GIVEN INSTRUCTION »
Count the lines in the records below that contain the string "region", treating uppercase and lowercase as different, and reply with only that number.
[Start of INPUT FOR THIS TASK]
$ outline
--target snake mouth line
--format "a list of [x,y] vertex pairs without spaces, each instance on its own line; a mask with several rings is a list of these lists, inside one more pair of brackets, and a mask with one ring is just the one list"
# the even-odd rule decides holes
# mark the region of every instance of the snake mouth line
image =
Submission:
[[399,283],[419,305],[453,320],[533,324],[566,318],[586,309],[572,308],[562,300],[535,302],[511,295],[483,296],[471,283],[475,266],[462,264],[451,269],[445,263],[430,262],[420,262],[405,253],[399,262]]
[End of INPUT FOR THIS TASK]
[Start of INPUT FOR THIS TASK]
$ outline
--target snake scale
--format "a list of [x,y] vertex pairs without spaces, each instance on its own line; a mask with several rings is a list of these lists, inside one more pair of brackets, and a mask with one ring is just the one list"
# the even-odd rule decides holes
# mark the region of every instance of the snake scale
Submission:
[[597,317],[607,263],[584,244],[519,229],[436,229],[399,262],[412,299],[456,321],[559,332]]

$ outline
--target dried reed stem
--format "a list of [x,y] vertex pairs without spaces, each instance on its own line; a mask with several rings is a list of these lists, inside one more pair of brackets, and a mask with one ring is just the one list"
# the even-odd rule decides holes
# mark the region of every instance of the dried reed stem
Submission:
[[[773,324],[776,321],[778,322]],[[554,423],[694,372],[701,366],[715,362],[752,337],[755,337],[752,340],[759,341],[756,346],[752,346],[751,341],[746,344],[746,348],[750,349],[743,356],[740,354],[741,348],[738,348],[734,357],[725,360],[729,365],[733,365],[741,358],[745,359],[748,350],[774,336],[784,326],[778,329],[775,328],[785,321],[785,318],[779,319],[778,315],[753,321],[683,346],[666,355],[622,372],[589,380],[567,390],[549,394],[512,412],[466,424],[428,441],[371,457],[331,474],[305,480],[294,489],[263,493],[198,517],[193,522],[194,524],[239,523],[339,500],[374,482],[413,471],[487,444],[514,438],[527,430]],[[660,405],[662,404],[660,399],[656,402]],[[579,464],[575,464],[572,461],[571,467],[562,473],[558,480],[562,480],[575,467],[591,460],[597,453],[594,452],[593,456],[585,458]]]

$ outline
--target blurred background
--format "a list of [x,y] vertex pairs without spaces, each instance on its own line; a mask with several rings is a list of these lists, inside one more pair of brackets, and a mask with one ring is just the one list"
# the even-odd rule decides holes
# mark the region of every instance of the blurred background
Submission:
[End of INPUT FOR THIS TASK]
OUTPUT OF THE EXERCISE »
4